**Problem 1:** Using the Ben McLemore interview below, say whether each statement agrees with it: (a) McLemore was taken seventh overall in the 2013 NBA Draft; (b) McLemore regrets leaving Kansas for the NBA; (c) the crowd at his first game as a pro numbered 16,300. Answer each with yes or no and quote the deciding words.
**Problem 2:** According to the Ben McLemore interview below, which fellow rookie has seen so much this season along with McLemore?

**Text block:**
Nothing in life has come easy for 21-year-old Ben McLemore. Taken by the Sacramento Kings with the seventh overall selection in the 2013 NBA Draft, the rookie guard has had plenty of highs and lows in his first season in the league. But these trials pale in comparison to what the former Kansas star has seen in his life.
As the season nears a close, the game is finally beginning to slow down for McLemore. His numbers don’t jump off the page, but you can see that he is narrowing the gap between potential and production. At break-neck speed, he is learning to be a better player, while balancing a new life of riches and fame.
Before the Kings took on the Knicks Wednesday night in Sacramento, we sat down with the talented rookie to take a moment and reflect on his incredible journey so far.
CK: Walk me through that first game. A lot of people don’t know that you had never attended an NBA game before your first game as a pro.
BM: Opening night, I think was the biggest moment. Just stepping out there on the court, getting ready to play an NBA game, I think I was very nervous, but as the game went on and I got out there on the floor, I was happy to be out there and I was ready to play.
CK: What was it like to walk out there in front of 17,314 screaming Sacramento fans that first game?
BM: It was crazy. Playing at Kansas with 16,300 every night and then coming to an even more incredible crowd. The fanbase is unbelieveable. It was very exciting and I was happy to be there representing the Sacramento Kings.
CK: You mentioned Kansas. How difficult was it for you to sit back and watch the tournament with your old squad running Joel Embiid and Andrew Wiggins out there. You have these great players and you could have been a sophomore playing with that group.
BM: You’re right, I could have been out there playing with those guys and just having fun playing Kansas basketball with those guys. But at the same time, I made a great decision to come to the NBA. I definitely don’t regret that. I have a great opportunity right now in a great situation.
CK: You look at coach Self and his coaching staff and I know you have lot of respect for him. You are the third former Kansas player to come through Sacramento over the last few years and each of you have a common thread in that your personal stories behind the scenes are about as difficult a road to the NBA as possible. Darnell Jackson’s story is rough. Thomas Robinson’s story is very similar to his and your story of just surviving is just incredible. Why is it that you think coach Self and his staff go after players with tough backgrounds?
BM: I think it’s because those are the type of guys that he likes, guys that didn’t come out of their high schools as the top players or McDonald’s All-Americans. He wants guys that he knows will go out there and work. Guys that didn’t have nothing and always want to go out there and work for their stuff. That’s the type of guys that their whole organization love.
CK: You’ve had this really odd season in Sacramento, where you’ve seen the entire spectrum of an NBA player’s life. You’re the young kid coming in, but you were brought in to replace a veteran in Marcus Thornton. You’ve got Jimmer Fredette that doesn’t get his contract extended. You have Orlando Johnson signing 10-day contracts trying to keep his dream alive. What has it been like to watch the life cycle of an NBA player?
BM: Being rookies, me and Ray McCallum have seen so much stuff this season. People here and there and then they’re gone. But at the same time, we learn that it’s a business – the NBA’s a business. And we have to realize that, it’s just the way it is.
CK: How has the transition been from being a kid that was raised with very little, to all of the sudden, you have a whole lot of money? And I’m sure you have a whole lot of people that want things from you. How has that process been for you?

**Dataset:**
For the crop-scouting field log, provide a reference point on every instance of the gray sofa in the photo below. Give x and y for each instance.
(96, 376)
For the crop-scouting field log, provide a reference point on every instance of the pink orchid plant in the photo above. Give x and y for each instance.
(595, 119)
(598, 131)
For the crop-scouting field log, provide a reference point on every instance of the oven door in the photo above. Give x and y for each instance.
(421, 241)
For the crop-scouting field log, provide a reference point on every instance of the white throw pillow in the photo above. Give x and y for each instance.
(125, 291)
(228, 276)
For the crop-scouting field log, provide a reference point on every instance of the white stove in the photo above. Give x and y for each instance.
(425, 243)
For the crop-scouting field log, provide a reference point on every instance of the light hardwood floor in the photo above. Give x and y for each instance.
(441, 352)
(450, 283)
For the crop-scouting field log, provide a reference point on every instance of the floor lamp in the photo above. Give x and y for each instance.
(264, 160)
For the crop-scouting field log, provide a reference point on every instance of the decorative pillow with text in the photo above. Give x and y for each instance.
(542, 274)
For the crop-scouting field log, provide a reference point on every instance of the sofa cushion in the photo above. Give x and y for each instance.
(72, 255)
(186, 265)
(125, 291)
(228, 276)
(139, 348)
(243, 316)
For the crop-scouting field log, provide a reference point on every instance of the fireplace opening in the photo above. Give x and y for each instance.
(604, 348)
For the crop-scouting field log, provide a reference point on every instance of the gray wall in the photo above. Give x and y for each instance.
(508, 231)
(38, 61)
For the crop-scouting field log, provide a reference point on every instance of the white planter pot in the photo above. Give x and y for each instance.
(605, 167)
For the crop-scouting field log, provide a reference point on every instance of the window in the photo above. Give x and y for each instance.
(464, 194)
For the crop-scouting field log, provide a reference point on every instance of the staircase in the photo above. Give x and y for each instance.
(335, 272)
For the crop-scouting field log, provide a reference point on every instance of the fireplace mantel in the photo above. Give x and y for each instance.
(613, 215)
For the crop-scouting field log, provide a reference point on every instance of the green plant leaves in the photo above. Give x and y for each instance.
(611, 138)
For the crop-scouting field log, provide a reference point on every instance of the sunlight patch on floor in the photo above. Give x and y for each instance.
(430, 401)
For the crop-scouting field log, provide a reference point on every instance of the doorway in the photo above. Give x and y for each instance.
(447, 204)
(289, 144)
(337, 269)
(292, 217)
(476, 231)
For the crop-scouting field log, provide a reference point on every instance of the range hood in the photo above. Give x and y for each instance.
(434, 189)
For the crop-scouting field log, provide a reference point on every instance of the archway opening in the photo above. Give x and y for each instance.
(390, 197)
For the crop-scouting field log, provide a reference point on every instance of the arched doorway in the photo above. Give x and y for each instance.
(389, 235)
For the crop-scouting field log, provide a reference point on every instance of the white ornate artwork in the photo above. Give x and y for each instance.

**Full output 1:**
(a) Yes: "Taken by the Sacramento Kings with the seventh overall selection in the 2013 NBA Draft"
(b) No: "I definitely don’t regret that."
(c) No: "in front of 17,314 screaming Sacramento fans that first game"

**Full output 2:** Ray McCallum.